Copie sem alterações a parte do trecho sobre métodos de ensino que começa nas palavras "Vou buscar um" e termina logo depois de "no sucesso-insucesso escolar.".

#### Trecho selecionado ####

Vou buscar um texto tão antigo porque, ao contrário do que dizem certas vozes - a meu ver ignorantes e ridículas -, o grande Jean Piaget não está ultrapassado, e continua a ser uma enorme referência. Quanto às questões específicas que evoco, uma é a dos métodos de ensino-aprendizagem, e a outra é a da formação dos professores, que, naturalmente, não se pode alhear da primeira.
Daqui a poucos meses, na altura dos exames nacionais, ou quando da publicação dos resultados do PISA, muito se falará mais uma vez da taxa de insucesso escolar dos nossos alunos, especialmente na disciplina de Matemática. Mas, mais uma vez também, decerto ficará à margem, como causa pouco falada como se não fosse decisiva, a influência dos métodos no sucesso-insucesso escolar.
Eu pertenço a uma geração de professores, especialmente os de Matemática, que muito pugnou pela difusão e aceitação de métodos activos no processo de ensino-aprendizagem. Mas a expressão "métodos activos" tem muitas ambiguidades, quando não chega mesmo a ser caricaturada. E essa geração a que pertenci foi insuficientemente ouvida, e o que tantos desses professores defenderam e praticaram está hoje diluído no tempo, pouco disso parece ter perdurado na memória e na prática de considerável número de docentes.
Quantas e quantas aulas continuam meramente expositivas, mesmo quando sob uma aparência de actividade participativa dos alunos? Quantos e quantos métodos se mantêm anquilosados como quase reproduções dos mesmos que os professores "sofreram" no tempo dos próprios bancos da escola? E até as "novas tecnologias" não são, bastantes vezes, mais do que "enfeites" desses métodos estagnados, com umas vistosas apresentações a substituirem o giz no quadro a fim de prenderem mais a atenção de alunos talvez assim um pouco menos entediados, mas na mesma receptores pouco construtores das aprendizagens.

#### Dados fornecidos ####

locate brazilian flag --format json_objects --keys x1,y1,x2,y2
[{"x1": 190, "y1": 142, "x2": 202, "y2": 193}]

####

* Solução:
Vou buscar um texto tão antigo porque, ao contrário do que dizem certas vozes - a meu ver ignorantes e ridículas -, o grande Jean Piaget não está ultrapassado, e continua a ser uma enorme referência. Quanto às questões específicas que evoco, uma é a dos métodos de ensino-aprendizagem, e a outra é a da formação dos professores, que, naturalmente, não se pode alhear da primeira.
Daqui a poucos meses, na altura dos exames nacionais, ou quando da publicação dos resultados do PISA, muito se falará mais uma vez da taxa de insucesso escolar dos nossos alunos, especialmente na disciplina de Matemática. Mas, mais uma vez também, decerto ficará à margem, como causa pouco falada como se não fosse decisiva, a influência dos métodos no sucesso-insucesso escolar.